▶ **Problem**: Extract every line below that contains the word "head".

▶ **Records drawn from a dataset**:
****************

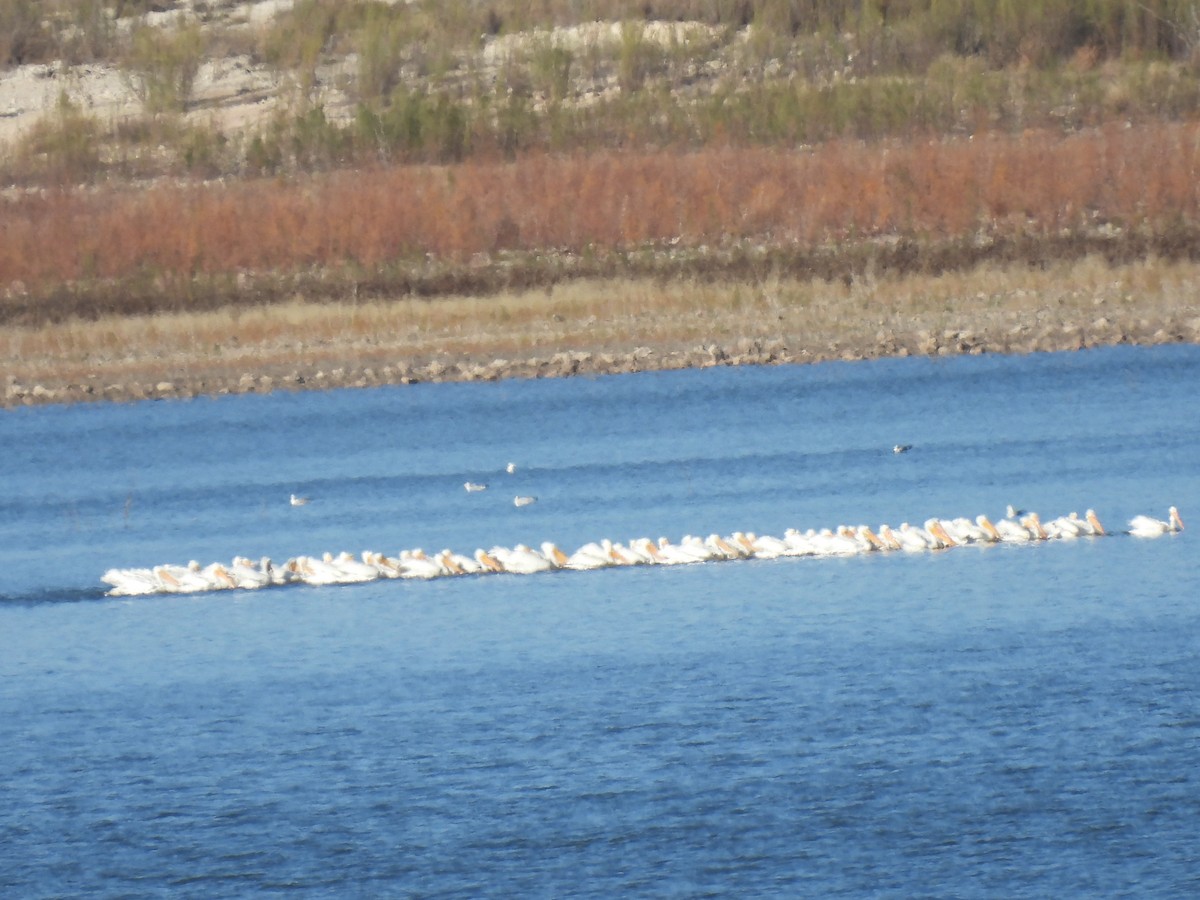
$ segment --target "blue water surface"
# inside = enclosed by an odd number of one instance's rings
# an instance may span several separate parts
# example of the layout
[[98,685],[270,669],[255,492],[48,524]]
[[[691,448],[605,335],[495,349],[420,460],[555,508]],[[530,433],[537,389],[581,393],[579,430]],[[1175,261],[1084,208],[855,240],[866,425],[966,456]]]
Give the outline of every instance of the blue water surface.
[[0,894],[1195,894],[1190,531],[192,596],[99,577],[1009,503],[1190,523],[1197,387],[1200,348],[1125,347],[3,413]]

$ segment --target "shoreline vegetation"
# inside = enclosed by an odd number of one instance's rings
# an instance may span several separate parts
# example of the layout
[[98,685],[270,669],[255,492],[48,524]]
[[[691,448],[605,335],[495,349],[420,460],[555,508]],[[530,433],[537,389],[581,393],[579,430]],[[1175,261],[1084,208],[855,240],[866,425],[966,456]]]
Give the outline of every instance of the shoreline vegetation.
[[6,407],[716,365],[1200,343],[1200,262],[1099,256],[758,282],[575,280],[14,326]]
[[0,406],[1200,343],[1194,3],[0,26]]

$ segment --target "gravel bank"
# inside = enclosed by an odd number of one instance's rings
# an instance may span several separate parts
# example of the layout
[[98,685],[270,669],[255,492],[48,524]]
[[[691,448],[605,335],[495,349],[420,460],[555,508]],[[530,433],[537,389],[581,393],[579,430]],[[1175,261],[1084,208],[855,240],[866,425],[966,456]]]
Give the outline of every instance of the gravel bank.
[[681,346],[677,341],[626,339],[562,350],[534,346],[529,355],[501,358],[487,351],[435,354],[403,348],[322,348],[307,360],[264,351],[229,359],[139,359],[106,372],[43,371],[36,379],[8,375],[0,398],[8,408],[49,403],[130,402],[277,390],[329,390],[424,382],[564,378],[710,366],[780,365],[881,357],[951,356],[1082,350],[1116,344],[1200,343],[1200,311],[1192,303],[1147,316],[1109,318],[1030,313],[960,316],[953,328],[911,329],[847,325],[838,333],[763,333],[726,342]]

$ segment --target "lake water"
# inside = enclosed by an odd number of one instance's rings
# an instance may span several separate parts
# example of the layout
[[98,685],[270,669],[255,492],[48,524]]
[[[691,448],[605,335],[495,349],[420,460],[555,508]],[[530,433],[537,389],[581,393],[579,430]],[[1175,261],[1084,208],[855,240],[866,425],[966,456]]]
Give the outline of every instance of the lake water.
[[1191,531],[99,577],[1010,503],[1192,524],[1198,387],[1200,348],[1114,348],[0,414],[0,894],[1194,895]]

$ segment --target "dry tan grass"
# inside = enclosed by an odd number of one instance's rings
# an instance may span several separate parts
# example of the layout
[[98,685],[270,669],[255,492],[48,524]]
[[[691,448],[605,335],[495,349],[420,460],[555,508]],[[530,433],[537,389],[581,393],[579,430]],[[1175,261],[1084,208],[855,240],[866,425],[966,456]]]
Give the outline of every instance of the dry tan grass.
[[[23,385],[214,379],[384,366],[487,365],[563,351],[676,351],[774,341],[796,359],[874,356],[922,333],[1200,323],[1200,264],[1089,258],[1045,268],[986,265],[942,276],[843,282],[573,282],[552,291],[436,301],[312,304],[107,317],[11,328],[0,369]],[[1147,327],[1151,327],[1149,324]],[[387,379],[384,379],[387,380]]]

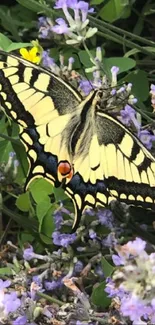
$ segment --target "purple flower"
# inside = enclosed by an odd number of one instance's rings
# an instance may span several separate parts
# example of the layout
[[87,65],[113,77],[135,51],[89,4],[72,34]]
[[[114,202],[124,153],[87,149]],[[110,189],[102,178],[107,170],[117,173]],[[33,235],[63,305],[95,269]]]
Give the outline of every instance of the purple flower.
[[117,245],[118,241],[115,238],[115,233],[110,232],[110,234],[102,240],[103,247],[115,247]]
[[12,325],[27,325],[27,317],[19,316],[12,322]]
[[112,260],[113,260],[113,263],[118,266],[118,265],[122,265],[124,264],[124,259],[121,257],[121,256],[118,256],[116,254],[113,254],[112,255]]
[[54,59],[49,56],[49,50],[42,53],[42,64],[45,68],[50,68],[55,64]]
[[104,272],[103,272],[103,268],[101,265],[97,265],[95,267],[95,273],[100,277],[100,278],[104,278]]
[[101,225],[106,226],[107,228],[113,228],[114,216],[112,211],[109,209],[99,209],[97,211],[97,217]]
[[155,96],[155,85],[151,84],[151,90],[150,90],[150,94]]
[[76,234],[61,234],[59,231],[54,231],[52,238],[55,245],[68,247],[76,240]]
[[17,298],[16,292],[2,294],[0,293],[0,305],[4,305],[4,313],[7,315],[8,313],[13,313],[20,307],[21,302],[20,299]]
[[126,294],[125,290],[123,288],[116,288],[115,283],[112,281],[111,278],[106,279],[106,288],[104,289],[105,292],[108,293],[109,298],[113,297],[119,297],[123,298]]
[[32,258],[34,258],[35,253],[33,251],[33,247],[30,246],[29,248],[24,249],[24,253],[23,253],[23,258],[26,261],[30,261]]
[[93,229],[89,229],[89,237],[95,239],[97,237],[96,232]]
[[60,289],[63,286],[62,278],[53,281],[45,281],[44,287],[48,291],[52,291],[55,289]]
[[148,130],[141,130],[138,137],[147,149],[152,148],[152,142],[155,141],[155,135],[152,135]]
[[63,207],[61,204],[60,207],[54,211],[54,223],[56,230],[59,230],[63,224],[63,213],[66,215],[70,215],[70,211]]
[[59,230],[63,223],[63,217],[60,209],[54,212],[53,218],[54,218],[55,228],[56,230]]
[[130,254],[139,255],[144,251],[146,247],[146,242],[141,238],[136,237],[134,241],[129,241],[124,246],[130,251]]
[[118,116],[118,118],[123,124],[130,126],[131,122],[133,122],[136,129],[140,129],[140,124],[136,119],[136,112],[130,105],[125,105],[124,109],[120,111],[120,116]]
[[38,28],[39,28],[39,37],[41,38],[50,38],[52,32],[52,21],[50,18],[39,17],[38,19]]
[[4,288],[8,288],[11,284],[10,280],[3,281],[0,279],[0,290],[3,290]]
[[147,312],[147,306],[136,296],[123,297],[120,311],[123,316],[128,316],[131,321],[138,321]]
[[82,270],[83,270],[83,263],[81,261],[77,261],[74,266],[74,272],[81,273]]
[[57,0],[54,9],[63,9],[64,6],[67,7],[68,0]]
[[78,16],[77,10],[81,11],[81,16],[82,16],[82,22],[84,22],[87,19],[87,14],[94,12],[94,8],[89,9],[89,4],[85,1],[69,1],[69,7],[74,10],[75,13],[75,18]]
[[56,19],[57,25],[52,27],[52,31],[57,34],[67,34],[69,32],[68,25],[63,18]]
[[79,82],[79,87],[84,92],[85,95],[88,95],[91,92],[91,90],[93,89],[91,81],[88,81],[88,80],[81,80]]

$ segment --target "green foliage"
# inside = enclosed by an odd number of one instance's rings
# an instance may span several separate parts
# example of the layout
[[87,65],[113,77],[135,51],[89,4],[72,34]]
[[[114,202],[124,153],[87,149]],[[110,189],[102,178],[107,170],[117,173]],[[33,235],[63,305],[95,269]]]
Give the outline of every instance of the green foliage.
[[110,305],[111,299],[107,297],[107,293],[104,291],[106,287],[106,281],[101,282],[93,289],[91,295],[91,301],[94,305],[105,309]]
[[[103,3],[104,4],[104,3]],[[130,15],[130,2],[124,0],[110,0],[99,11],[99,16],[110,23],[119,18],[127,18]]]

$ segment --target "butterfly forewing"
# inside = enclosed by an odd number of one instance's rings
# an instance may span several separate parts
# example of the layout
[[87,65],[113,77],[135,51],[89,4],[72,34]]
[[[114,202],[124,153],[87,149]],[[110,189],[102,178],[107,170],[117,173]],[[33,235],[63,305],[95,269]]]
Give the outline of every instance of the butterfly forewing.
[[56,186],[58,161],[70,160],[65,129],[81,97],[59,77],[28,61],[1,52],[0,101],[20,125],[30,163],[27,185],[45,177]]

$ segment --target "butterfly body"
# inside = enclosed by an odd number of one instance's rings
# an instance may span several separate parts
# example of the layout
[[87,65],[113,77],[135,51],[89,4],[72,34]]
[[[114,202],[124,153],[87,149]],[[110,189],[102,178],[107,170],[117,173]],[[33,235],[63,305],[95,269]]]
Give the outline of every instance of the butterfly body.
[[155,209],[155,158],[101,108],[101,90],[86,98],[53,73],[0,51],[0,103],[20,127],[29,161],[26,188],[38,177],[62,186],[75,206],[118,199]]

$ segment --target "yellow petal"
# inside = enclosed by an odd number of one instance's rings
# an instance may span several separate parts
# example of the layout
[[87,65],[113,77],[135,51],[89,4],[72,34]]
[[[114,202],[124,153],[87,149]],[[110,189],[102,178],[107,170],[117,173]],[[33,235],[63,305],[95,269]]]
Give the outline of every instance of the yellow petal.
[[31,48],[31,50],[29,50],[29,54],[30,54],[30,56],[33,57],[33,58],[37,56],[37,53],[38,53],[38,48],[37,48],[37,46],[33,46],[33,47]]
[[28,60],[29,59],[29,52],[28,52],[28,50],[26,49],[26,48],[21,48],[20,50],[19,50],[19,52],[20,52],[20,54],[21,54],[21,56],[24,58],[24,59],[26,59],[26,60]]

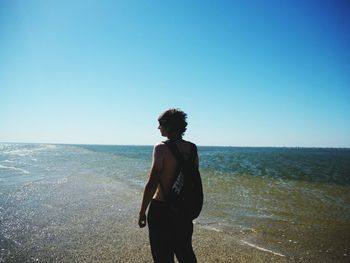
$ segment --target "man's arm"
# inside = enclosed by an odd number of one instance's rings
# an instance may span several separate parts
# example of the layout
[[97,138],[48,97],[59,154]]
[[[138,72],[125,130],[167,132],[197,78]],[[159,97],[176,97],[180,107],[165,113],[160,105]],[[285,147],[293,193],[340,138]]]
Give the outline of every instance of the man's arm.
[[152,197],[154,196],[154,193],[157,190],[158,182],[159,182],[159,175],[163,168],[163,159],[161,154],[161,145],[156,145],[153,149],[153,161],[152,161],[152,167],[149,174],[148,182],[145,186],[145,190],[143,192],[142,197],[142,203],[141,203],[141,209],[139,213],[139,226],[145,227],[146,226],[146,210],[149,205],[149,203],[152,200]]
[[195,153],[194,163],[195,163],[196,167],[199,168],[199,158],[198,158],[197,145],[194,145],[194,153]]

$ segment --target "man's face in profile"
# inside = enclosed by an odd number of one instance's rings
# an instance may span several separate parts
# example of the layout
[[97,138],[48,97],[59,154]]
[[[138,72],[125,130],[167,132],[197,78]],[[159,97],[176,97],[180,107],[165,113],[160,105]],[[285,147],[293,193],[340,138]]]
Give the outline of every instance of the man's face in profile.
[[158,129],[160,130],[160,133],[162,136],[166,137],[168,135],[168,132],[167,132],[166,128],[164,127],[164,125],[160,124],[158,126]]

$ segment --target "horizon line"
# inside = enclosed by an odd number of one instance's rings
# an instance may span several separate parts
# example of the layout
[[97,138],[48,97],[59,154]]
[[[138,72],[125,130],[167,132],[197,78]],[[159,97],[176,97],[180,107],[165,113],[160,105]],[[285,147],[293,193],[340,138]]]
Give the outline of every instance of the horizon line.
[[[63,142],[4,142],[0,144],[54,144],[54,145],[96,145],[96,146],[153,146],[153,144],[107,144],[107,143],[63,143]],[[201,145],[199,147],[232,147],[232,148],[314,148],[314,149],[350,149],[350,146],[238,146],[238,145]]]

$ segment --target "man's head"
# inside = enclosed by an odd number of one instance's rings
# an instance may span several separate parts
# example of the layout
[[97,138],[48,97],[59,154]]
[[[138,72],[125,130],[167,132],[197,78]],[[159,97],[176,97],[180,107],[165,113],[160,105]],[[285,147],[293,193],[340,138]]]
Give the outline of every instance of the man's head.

****************

▶ **Answer box**:
$ segment --target "man's head"
Give the outline of every instance of the man's head.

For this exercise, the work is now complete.